*** Opening ENTRIES SUPPLIED ***
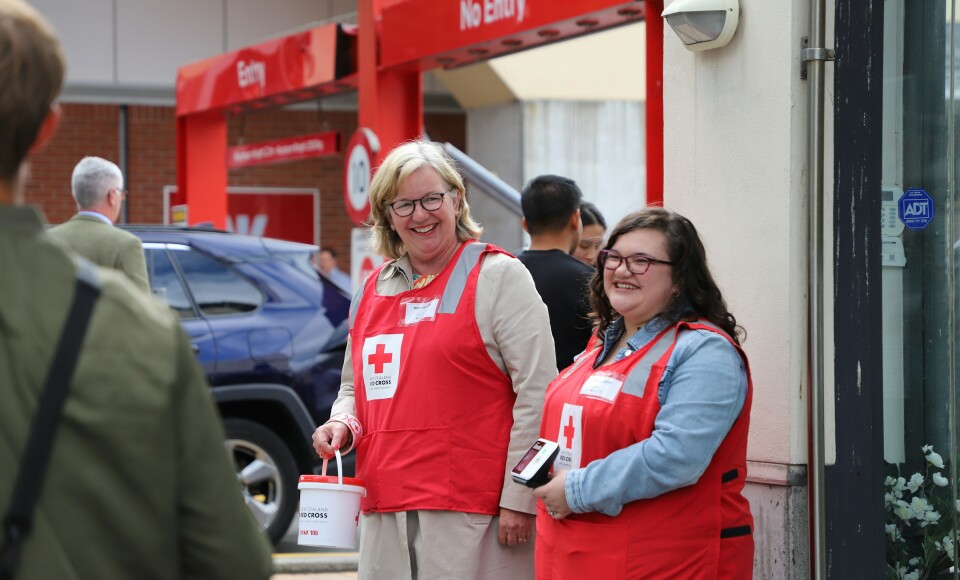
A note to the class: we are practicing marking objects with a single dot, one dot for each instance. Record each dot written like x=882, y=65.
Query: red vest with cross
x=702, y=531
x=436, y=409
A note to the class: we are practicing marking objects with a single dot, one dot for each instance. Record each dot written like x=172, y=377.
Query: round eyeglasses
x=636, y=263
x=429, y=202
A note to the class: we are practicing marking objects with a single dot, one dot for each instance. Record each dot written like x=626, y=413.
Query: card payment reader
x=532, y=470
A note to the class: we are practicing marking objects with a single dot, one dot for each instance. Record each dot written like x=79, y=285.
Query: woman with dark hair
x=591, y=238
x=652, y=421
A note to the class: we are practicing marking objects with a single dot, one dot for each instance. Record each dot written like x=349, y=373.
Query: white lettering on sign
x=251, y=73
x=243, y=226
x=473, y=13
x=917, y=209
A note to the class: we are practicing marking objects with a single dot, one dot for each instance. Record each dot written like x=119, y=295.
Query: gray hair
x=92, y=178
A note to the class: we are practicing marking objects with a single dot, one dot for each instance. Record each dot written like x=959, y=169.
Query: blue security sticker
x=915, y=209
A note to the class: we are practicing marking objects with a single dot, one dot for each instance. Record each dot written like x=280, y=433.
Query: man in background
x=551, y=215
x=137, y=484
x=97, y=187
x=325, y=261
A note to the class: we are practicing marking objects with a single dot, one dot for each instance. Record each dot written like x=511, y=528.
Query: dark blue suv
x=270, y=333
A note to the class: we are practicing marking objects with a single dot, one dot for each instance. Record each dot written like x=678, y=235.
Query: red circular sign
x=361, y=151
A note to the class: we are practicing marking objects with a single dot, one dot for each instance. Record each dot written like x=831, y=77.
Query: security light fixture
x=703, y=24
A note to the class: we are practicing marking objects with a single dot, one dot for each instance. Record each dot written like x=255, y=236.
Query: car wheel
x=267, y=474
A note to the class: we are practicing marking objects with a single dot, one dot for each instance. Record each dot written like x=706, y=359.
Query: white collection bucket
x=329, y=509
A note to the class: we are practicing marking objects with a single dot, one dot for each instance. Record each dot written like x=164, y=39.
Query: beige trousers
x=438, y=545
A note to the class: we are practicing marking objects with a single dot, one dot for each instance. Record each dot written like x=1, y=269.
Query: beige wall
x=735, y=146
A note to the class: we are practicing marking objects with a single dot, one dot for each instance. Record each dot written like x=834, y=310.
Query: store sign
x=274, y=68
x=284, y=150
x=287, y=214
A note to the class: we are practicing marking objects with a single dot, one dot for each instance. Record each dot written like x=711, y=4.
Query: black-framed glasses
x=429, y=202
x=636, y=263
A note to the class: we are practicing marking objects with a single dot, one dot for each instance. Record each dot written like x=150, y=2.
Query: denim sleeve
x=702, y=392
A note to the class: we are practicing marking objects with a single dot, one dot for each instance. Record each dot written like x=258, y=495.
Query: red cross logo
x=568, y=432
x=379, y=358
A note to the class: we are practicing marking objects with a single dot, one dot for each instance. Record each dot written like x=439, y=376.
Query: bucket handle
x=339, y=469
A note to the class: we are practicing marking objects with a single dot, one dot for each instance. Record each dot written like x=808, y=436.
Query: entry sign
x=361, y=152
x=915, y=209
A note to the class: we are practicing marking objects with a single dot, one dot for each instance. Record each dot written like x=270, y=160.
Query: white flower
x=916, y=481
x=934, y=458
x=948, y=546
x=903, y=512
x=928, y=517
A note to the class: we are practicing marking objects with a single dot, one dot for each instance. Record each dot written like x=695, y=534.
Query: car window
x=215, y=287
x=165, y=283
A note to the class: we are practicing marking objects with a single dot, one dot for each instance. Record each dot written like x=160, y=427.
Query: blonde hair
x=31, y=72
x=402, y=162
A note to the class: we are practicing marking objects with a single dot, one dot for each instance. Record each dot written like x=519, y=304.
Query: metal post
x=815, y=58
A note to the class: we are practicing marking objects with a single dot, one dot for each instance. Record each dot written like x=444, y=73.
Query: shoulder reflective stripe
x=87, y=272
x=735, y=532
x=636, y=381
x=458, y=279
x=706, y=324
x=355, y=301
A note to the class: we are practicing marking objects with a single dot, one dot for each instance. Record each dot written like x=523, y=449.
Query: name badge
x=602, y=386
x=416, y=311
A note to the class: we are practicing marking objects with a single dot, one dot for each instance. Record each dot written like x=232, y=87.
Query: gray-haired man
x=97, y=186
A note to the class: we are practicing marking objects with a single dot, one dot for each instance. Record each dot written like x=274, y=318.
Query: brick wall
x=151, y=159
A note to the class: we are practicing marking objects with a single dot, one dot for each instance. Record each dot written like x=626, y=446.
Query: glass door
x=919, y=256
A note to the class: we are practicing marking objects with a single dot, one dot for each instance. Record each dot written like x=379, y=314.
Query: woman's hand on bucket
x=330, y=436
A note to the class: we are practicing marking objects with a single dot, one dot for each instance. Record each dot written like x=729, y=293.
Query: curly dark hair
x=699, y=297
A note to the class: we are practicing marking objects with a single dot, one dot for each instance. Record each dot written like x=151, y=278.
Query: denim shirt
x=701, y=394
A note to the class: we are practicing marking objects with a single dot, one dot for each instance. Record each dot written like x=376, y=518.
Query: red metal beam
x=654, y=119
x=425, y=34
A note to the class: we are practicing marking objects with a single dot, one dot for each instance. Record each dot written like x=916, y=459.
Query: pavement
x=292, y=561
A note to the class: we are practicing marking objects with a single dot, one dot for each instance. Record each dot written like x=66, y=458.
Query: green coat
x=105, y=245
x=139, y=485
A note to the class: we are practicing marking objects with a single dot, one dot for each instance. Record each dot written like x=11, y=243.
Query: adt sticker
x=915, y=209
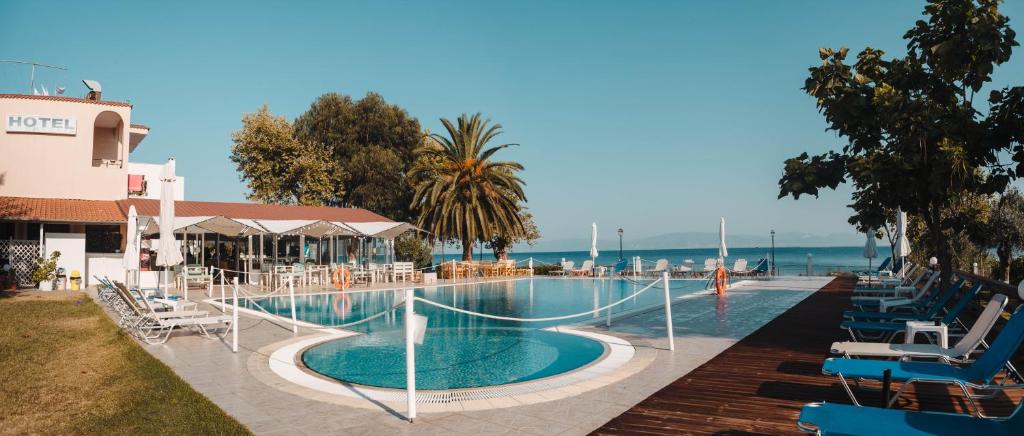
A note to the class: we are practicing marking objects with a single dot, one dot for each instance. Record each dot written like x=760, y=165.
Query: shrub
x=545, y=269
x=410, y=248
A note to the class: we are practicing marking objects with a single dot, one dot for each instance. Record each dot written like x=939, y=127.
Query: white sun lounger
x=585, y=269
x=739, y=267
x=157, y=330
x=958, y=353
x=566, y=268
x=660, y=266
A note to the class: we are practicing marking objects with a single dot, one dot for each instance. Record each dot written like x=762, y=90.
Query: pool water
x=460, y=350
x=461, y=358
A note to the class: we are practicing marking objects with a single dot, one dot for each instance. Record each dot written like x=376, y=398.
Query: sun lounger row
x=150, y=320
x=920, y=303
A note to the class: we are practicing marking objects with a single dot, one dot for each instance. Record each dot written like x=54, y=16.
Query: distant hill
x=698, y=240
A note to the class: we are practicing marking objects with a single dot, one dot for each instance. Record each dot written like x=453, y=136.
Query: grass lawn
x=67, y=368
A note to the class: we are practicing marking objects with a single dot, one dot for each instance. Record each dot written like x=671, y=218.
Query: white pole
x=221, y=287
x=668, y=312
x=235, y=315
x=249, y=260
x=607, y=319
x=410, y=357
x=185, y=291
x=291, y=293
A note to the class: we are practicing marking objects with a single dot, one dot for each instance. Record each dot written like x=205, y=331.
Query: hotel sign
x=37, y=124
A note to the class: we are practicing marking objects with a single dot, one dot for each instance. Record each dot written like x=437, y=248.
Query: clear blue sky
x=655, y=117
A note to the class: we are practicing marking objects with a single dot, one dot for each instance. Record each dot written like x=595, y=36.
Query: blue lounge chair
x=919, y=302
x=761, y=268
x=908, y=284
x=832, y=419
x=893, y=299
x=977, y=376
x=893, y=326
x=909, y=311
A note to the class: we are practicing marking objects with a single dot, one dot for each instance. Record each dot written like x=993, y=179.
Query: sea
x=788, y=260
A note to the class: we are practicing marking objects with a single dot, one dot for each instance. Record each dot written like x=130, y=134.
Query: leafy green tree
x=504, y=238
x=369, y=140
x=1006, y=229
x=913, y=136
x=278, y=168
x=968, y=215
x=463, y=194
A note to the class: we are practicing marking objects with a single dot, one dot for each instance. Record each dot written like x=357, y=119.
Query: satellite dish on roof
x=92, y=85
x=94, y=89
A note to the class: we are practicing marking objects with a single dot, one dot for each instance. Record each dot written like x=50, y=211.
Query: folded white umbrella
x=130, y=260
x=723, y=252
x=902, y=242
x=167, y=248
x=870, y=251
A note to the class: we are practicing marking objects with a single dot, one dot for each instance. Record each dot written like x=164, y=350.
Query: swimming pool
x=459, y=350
*** Closing ENTRIES SUPPLIED ***
### BRIEF
You are asked to reproduce word for word the line containing "Query: blue lounge chair" and every subsequent line through the end of the entries.

### TASK RESPONSE
Query: blue lounge chair
x=919, y=302
x=761, y=268
x=908, y=284
x=832, y=419
x=893, y=299
x=977, y=376
x=893, y=326
x=909, y=311
A note to the class: we are practicing marking objects with a single dot, one dot for each instance. Record each dot written like x=993, y=179.
Query: sea
x=788, y=260
A note to the class: we are practicing marking objects with a single dot, one dot for each instance. Record each dot written like x=130, y=134.
Query: leafy green tree
x=504, y=238
x=369, y=140
x=1006, y=229
x=913, y=136
x=278, y=168
x=968, y=215
x=463, y=194
A note to the class: we are practicing marking objects with a single dot, one dot for each instance. Record each dot written like x=357, y=119.
Query: satellite dish on roof
x=92, y=85
x=94, y=89
A note to the class: we are practicing marking objects with a single dot, one dot for each instance. Record each dot written like x=50, y=211.
Query: folded white umbrella
x=130, y=260
x=723, y=252
x=902, y=242
x=167, y=248
x=870, y=251
A note to the class: we are practicing marking objects with a single dot, one dot for each instance. Record each dot written like x=164, y=350.
Query: swimming pool
x=459, y=350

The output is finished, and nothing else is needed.